Extracted data entries
****
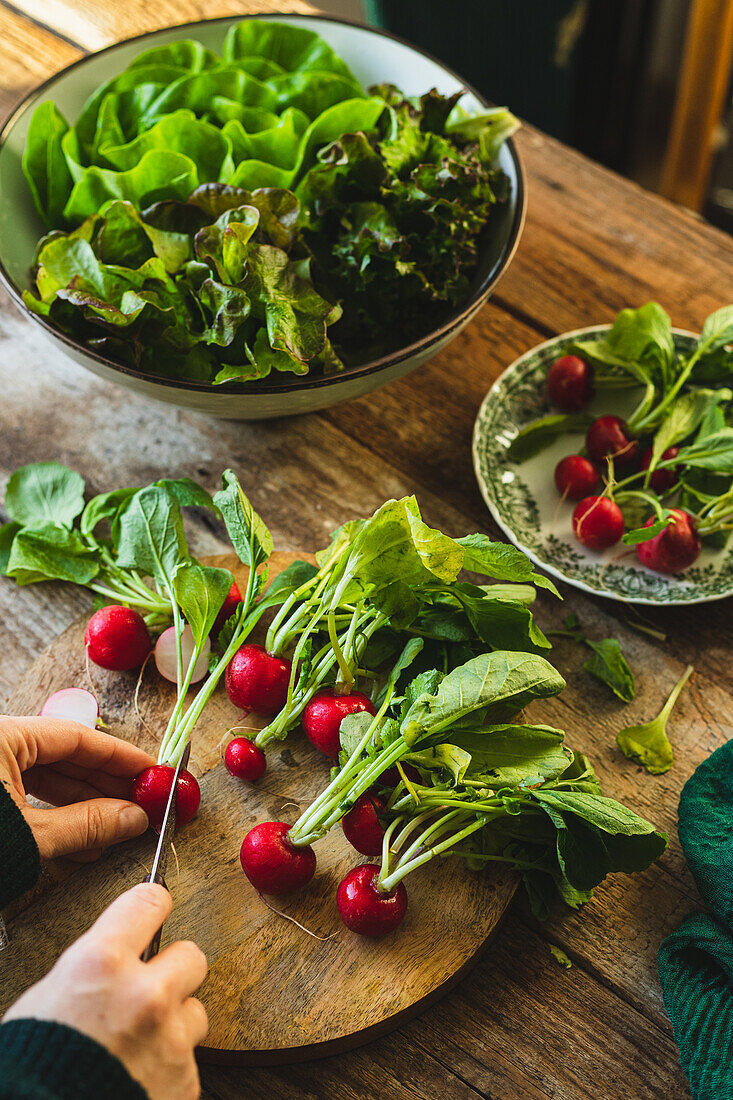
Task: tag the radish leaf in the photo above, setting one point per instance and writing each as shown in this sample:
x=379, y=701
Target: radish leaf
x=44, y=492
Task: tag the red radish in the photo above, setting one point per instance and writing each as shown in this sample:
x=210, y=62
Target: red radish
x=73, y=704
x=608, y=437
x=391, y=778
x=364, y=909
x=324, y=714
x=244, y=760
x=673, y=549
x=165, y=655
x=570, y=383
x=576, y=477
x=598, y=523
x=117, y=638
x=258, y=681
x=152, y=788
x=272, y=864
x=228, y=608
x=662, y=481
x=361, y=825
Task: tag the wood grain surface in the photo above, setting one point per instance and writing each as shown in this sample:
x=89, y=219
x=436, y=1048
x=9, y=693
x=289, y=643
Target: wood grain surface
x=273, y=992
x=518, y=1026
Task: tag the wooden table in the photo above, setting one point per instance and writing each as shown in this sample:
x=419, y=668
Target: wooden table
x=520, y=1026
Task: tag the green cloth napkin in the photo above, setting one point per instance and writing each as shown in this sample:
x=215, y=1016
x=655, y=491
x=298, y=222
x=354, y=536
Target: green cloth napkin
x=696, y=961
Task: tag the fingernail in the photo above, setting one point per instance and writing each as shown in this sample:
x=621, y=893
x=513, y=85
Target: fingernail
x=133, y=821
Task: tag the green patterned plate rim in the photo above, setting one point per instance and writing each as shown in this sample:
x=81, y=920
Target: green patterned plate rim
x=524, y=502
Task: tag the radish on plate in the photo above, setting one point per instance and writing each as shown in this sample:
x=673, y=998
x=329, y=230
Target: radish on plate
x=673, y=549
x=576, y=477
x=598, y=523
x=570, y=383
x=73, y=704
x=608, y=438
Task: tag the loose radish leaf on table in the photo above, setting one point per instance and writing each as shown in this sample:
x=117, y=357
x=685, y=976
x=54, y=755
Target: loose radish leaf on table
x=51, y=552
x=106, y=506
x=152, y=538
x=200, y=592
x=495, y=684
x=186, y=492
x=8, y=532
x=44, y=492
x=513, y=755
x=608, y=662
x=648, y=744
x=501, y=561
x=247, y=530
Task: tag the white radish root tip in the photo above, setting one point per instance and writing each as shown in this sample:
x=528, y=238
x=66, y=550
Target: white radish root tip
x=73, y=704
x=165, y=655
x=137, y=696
****
▶ _Exercise brief_: All that is needed is the line containing "x=117, y=357" and each line after it to the end of the data above, set down exactly.

▶ _Response_:
x=117, y=357
x=685, y=976
x=54, y=755
Target: loose radish leaf on table
x=51, y=552
x=106, y=506
x=152, y=538
x=200, y=592
x=495, y=684
x=186, y=492
x=8, y=532
x=44, y=492
x=513, y=755
x=608, y=662
x=648, y=744
x=501, y=561
x=247, y=530
Task: tag the white radish root tip in the photo above, setting one point per instance and writing each as shown in this sample:
x=528, y=238
x=66, y=550
Target: white radish root tip
x=73, y=704
x=165, y=655
x=137, y=696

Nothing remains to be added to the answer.